Repeat the whole listing exactly as written.

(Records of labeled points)
★ ★ ★

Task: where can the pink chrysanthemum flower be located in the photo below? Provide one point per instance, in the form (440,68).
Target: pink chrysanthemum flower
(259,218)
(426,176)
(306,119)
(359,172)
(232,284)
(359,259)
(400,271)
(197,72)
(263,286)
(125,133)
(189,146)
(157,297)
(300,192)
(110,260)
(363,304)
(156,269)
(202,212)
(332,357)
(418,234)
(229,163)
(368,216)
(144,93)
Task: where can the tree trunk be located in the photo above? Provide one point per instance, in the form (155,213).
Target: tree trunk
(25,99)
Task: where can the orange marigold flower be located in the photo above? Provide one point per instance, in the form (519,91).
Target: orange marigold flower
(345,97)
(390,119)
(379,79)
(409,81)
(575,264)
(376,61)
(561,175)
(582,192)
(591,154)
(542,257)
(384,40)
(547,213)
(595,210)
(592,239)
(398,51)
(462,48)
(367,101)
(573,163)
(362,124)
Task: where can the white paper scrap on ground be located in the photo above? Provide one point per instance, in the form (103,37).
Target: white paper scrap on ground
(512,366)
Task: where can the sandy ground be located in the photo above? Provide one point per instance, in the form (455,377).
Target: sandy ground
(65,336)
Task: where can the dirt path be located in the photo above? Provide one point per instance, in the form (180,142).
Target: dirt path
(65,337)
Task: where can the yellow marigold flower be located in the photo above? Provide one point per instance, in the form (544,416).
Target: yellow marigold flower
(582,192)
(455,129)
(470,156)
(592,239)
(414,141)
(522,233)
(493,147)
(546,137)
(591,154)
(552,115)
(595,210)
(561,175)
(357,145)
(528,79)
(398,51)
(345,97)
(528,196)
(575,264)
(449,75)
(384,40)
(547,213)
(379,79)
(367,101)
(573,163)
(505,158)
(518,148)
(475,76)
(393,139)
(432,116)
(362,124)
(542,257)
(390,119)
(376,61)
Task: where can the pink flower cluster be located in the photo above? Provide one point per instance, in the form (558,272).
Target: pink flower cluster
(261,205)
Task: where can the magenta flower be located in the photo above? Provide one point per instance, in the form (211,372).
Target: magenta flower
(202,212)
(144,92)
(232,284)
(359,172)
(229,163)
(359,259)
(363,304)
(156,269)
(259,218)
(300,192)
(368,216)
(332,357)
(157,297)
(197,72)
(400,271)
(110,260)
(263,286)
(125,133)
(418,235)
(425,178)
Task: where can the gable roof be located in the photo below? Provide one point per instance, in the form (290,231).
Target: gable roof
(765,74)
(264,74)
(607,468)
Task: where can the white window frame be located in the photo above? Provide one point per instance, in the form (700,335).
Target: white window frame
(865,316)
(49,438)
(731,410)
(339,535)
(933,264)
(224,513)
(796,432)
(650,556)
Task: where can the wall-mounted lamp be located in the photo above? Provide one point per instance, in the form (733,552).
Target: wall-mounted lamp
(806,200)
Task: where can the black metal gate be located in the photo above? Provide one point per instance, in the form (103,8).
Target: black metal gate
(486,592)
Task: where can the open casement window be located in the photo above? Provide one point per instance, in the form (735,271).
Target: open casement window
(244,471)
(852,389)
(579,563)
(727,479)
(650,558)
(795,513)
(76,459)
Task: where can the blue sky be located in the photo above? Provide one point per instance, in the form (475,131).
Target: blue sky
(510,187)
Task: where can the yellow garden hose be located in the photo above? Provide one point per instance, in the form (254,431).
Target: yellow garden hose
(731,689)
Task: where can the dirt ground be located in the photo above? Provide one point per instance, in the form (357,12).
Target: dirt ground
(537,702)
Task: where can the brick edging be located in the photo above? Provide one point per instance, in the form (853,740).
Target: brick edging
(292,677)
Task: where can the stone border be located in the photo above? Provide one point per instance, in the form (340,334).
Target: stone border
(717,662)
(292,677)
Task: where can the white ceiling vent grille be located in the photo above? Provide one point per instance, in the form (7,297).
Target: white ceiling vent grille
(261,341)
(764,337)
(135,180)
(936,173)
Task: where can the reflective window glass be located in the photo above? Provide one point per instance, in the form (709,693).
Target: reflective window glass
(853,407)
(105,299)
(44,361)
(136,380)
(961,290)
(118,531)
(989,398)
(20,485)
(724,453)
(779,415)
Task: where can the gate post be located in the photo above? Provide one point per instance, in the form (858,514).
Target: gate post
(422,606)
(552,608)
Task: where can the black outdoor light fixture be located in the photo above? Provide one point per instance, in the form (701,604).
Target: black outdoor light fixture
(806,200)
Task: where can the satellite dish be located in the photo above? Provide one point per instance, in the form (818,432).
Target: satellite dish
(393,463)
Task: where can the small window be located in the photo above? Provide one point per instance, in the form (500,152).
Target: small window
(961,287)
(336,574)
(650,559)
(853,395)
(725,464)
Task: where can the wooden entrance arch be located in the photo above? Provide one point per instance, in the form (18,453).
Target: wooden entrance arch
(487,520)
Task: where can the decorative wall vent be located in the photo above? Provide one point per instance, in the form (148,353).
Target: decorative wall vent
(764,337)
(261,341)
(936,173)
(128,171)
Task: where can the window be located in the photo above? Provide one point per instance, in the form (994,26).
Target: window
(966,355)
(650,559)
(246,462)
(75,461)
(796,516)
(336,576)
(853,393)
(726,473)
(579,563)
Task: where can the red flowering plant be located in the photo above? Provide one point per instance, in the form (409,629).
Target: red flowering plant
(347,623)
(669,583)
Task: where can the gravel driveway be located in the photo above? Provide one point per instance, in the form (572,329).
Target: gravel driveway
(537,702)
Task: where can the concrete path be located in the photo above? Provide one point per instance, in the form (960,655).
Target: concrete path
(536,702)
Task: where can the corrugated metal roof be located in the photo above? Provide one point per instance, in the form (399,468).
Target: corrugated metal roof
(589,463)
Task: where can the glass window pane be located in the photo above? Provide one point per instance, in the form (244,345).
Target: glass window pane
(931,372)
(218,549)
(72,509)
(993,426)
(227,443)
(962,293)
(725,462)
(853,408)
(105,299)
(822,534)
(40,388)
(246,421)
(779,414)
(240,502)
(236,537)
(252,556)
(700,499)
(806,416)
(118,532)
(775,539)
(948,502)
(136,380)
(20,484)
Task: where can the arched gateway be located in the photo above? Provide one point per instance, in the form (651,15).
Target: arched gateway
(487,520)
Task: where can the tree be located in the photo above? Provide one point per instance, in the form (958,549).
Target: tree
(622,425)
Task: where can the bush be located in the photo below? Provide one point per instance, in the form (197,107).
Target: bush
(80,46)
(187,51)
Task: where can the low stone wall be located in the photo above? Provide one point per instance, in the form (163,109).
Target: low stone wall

★ ★ ★

**Exercise response:**
Task: where can the pink chrysanthemum flower be located in the photo below? Provide one point per instance, in the form (440,68).
Target: pink chrysanthemum flower
(259,218)
(426,176)
(306,119)
(359,172)
(232,284)
(359,259)
(400,271)
(197,72)
(263,286)
(125,133)
(189,146)
(157,297)
(300,192)
(110,260)
(363,304)
(156,269)
(202,212)
(332,357)
(418,234)
(229,163)
(368,216)
(144,93)
Task: where can the tree trunk be located in the photo above? Provide one point per instance, in the form (155,213).
Target: tree trunk
(25,99)
Task: where can the orange marigold flower be located in the photo above? Provide one point per instance, in the form (519,91).
Target: orange marigold flower
(345,97)
(390,119)
(379,79)
(409,81)
(575,264)
(376,61)
(561,175)
(582,192)
(591,154)
(542,257)
(384,40)
(547,213)
(595,210)
(592,239)
(398,51)
(462,48)
(367,101)
(573,163)
(362,124)
Task: where can the white paper scrap on ground be located in the photo above? Provide one point per instance, in the form (103,37).
Target: white paper scrap on ground
(512,366)
Task: where can the sandy ground be located in the photo above? Provide one point per instance, in the form (455,377).
Target: sandy ground
(65,336)
Task: where can the dirt path be located in the photo above? Provide one point per instance, in the form (180,142).
Target: dirt path
(65,337)
Task: where can the yellow marigold flower be located in the photo above? Provide one point per instance, in the form (544,416).
Target: yellow marigold flower
(582,192)
(455,129)
(470,156)
(592,239)
(414,141)
(522,233)
(493,147)
(546,137)
(591,154)
(552,115)
(595,210)
(561,175)
(357,145)
(528,79)
(398,51)
(345,97)
(528,196)
(575,264)
(449,75)
(384,40)
(547,213)
(379,79)
(367,101)
(573,163)
(505,158)
(518,148)
(475,76)
(393,139)
(432,116)
(362,124)
(542,257)
(390,119)
(376,61)
Task: where can the pink flower cluster be located in the photo above? Provide one point per instance, in the form (558,272).
Target: pink flower cluster
(261,205)
Task: where can the magenta flower be located in the photo above? Provide one point per instance, in the form (211,372).
Target: magenta flower
(202,212)
(144,92)
(232,284)
(359,172)
(229,163)
(359,259)
(363,304)
(156,269)
(259,218)
(300,192)
(368,216)
(332,357)
(157,297)
(197,72)
(400,271)
(110,260)
(263,286)
(125,133)
(418,235)
(425,178)
Task: where can the gable roof be located in the photo below? Provide one point per instance, in the form (290,231).
Target: gable roof
(765,74)
(264,74)
(607,468)
Task: where can the white window frame be located in the photo above? Provide one point per instance, in the form (700,335).
Target: white window frame
(865,316)
(49,438)
(731,410)
(339,535)
(933,264)
(224,513)
(796,432)
(650,556)
Task: where can the wall-mounted lamp be located in the photo above? Provide one point per instance, in the form (733,552).
Target: wall-mounted lamp
(806,200)
Task: where can the black metal gate be located in the photo above? Provide one point per instance, in the form (103,8).
Target: black metal gate
(486,592)
Task: where can the open casement window be located in the photo above? Provide one point per instance, in the form (735,271).
Target: open casement window
(244,471)
(852,389)
(579,563)
(727,479)
(650,558)
(795,513)
(76,459)
Task: where can the blue sky be located in the photo above? Provide one point per instance, in the form (475,131).
Target: blue sky
(510,187)
Task: where can the yellow garden hose be located in the photo above? Provide one point per instance, in the form (254,431).
Target: yellow garden hose
(731,689)
Task: where can the dirt ground be located in the photo above? Provide one point per instance, in the form (357,12).
Target: dirt ground
(537,702)
Task: where can the brick edging be located in the photo above? Provide one point per instance, in the form (853,740).
Target: brick edging
(292,677)
Task: where can the stone border be located in the photo above? Provide one point per instance, in the form (340,334).
Target: stone border
(717,662)
(292,677)
Task: where can the white ceiling vent grille be located in the photo above? Provide one point per instance, in the form (7,297).
Target: white ceiling vent grille
(261,341)
(764,337)
(135,180)
(936,173)
Task: where can the reflective window glass be located in the photo above? Provide one point per instance, in the form (709,693).
Target: reflective window glass
(853,407)
(105,299)
(44,361)
(136,380)
(961,290)
(118,531)
(989,398)
(20,485)
(724,453)
(779,415)
Task: where can the gate post be located in the photo above? Provide one point per instance, in the form (858,514).
Target: gate post
(422,606)
(552,608)
Task: where can the black outdoor light fixture be located in the photo above? Provide one point per instance, in the form (701,604).
Target: black outdoor light fixture
(806,200)
Task: where can the satellite dish be located in the photo above? Provide one point per instance, in the form (818,432).
Target: satellite dish
(393,463)
Task: where can the small window be located in the photo above? Provide one point per instance, in the form (500,152).
Target: small window
(961,287)
(336,574)
(650,559)
(853,395)
(725,464)
Task: where can the wooden entrance arch be located in the photo above? Provide one point per instance, in the form (18,453).
Target: wooden entrance arch
(487,520)
Task: where can the decorative wall vent be located in the photo above? Provide one point per instance, in the form (148,353).
Target: decorative wall vent
(764,337)
(261,341)
(936,173)
(128,171)
Task: where can the window be located in the photo above? Provide one point per instance, in the form (994,26).
Target: window
(966,355)
(650,559)
(246,462)
(75,461)
(796,516)
(336,576)
(853,393)
(726,473)
(579,563)
Task: where can the red flowering plant be located in the photo above? Provide one point per instance, in the form (409,629).
Target: red flowering plant
(347,623)
(669,583)
Task: where can the gravel driveway be located in the photo above? Provide one point per instance, in the form (572,329).
Target: gravel driveway
(537,702)
Task: where can the concrete path be located in the photo above? Provide one point per instance, in the form (960,655).
Target: concrete path
(536,702)
Task: where can the corrugated metal roof be located in the photo above? Provide one point per instance, in the form (399,468).
Target: corrugated metal roof
(589,463)
Task: where can the glass window pane be located in the photo above? Provide one point per instance, in the form (244,345).
Target: glass window pane
(931,372)
(218,549)
(72,509)
(993,426)
(227,443)
(962,293)
(725,462)
(853,408)
(105,299)
(822,534)
(40,388)
(246,421)
(779,414)
(240,502)
(236,537)
(252,556)
(700,499)
(806,416)
(118,532)
(775,539)
(948,502)
(136,380)
(20,484)
Task: where can the arched gateway be located in the photo above? Provide one point per instance, in the form (651,15).
Target: arched gateway
(487,520)
Task: where can the tree be located in the photo above? Provide one point per instance, in the form (958,549).
Target: tree
(622,425)
Task: where can the bush be located in the photo below? Provide one point per instance, in the form (197,107).
Target: bush
(80,46)
(187,51)
Task: where can the low stone wall be located in the photo above? Provide one point per instance, in the form (163,109).
Target: low stone wall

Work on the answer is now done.